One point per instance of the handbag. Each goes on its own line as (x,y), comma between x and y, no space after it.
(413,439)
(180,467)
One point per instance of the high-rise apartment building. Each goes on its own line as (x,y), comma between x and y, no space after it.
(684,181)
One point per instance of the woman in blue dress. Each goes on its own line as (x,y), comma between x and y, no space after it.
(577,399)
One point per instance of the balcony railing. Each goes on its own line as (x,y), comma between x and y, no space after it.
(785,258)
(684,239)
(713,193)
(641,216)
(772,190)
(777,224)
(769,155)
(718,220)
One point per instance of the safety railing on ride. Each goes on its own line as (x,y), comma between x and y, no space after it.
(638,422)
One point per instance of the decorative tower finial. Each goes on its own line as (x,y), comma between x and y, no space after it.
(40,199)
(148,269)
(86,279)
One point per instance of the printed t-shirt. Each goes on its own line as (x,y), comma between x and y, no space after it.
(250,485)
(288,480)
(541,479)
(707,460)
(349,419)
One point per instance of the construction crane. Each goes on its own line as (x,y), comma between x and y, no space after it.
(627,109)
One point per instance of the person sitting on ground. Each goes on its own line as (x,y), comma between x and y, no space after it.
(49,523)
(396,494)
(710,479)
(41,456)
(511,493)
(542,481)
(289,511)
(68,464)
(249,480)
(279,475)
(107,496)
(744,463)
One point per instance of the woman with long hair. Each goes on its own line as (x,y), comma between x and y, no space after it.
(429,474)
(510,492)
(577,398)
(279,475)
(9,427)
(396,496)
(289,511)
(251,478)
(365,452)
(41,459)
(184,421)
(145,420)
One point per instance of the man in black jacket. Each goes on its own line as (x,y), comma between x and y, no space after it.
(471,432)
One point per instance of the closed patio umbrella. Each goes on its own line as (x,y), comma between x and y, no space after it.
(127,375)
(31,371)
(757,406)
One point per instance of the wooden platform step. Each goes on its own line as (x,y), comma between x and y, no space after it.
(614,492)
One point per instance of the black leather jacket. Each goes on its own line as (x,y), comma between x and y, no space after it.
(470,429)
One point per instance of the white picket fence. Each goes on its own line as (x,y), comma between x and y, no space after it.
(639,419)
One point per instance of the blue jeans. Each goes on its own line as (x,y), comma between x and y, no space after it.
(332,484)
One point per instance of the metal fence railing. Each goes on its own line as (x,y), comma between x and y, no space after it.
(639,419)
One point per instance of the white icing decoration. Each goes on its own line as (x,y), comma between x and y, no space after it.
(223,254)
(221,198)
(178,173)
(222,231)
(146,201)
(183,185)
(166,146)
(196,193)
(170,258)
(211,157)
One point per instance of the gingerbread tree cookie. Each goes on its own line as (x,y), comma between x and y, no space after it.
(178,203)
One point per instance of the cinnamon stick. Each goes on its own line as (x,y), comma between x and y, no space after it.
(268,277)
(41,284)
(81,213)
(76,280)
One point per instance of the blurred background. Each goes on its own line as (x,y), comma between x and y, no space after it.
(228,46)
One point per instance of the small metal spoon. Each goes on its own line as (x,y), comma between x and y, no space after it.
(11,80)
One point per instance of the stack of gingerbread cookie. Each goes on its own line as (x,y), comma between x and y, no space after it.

___

**THE PROBLEM:** Line by line, restate the data exactly.

**ANSWER SECTION:**
One point per instance of the handbag. Each goes on its own line as (x,y), comma between x and y, no space after it.
(413,439)
(180,467)
One point per instance of the high-rise apartment building. Each goes on its own line as (x,y), comma between x and y, no space after it.
(684,181)
One point per instance of the woman in blue dress. Each goes on its own line as (x,y), comma between x and y, no space after it.
(577,399)
One point per instance of the balcony railing. Each goes on its own line as (x,y), comma between x and y, no space after it.
(785,258)
(684,239)
(713,193)
(641,216)
(772,190)
(777,224)
(769,155)
(718,220)
One point per instance of the safety railing on ride. Each goes on its own line as (x,y), comma between x and y, no space after it.
(638,422)
One point per instance of the decorative tower finial. Each goes on its own line as (x,y), comma between x and y, no space after it.
(40,199)
(148,269)
(86,279)
One point per instance of the printed t-shirt. Each goes on its own line as (x,y), comma between x and y, no space after it.
(250,485)
(288,480)
(541,479)
(707,460)
(349,419)
One point per instance of the construction crane. Each goes on its own line as (x,y), comma between x and y, no space after it.
(627,109)
One point per instance of the person sitting on ground. Each goes on its own line as (x,y), comma between x and y, no space after it.
(49,523)
(396,494)
(710,479)
(41,456)
(511,493)
(542,481)
(289,511)
(68,464)
(249,480)
(279,475)
(107,496)
(744,463)
One point per instance of the woman with long hair. Each goes on its own line as (x,y), comma between x and y, no space after it.
(429,474)
(510,492)
(577,398)
(279,475)
(9,427)
(396,496)
(289,511)
(251,478)
(365,452)
(41,459)
(184,421)
(145,420)
One point per instance of the man in black jacket. Each goes on its own line as (x,y), comma between x and y, no space after it.
(471,432)
One point per instance of the closed patio umbrella. Each goes on its own line as (x,y), comma between x and y, no space after it.
(127,375)
(31,371)
(757,406)
One point per instance of the wooden platform step. Each goes on its own line as (x,y), comma between x and y, no space after it.
(614,492)
One point per instance of the black leather jacket. Each goes on its own line as (x,y), comma between x and y, no space after it.
(470,429)
One point per instance of the white picket fence. Each goes on its own line as (x,y), comma between x and y, no space after it.
(639,419)
One point per instance of the blue jeans. Each goes on its own line as (x,y), comma between x and y, no space after it.
(332,484)
One point per instance of the metal fence railing. Each goes on its own line as (x,y), comma between x and y, no space after it.
(639,419)
One point per instance of the white icing decoration. Each goes on its own line as (x,y), comma between x and y, no space after it.
(223,254)
(221,198)
(178,173)
(222,231)
(146,201)
(183,185)
(166,146)
(196,193)
(170,258)
(211,157)
One point per instance of the gingerbread tree cookie. Each goes on its own line as (x,y), comma between x and y, no space after it.
(178,203)
One point per instance of the cinnamon stick. Each goes on its own line as (x,y), comma between x and y, no space after it.
(268,277)
(41,284)
(81,213)
(76,280)
One point per instance of the blurred background. Each goes on its own line as (x,y), comma between x and y, no space after it.
(228,46)
One point per instance of the small metal spoon. Each goes on its own line as (x,y), comma between x and y, no space after it.
(11,80)
One point per instance of the stack of gingerbread cookie. Each goes on its own line as (x,y), comma between x and y, no space after it.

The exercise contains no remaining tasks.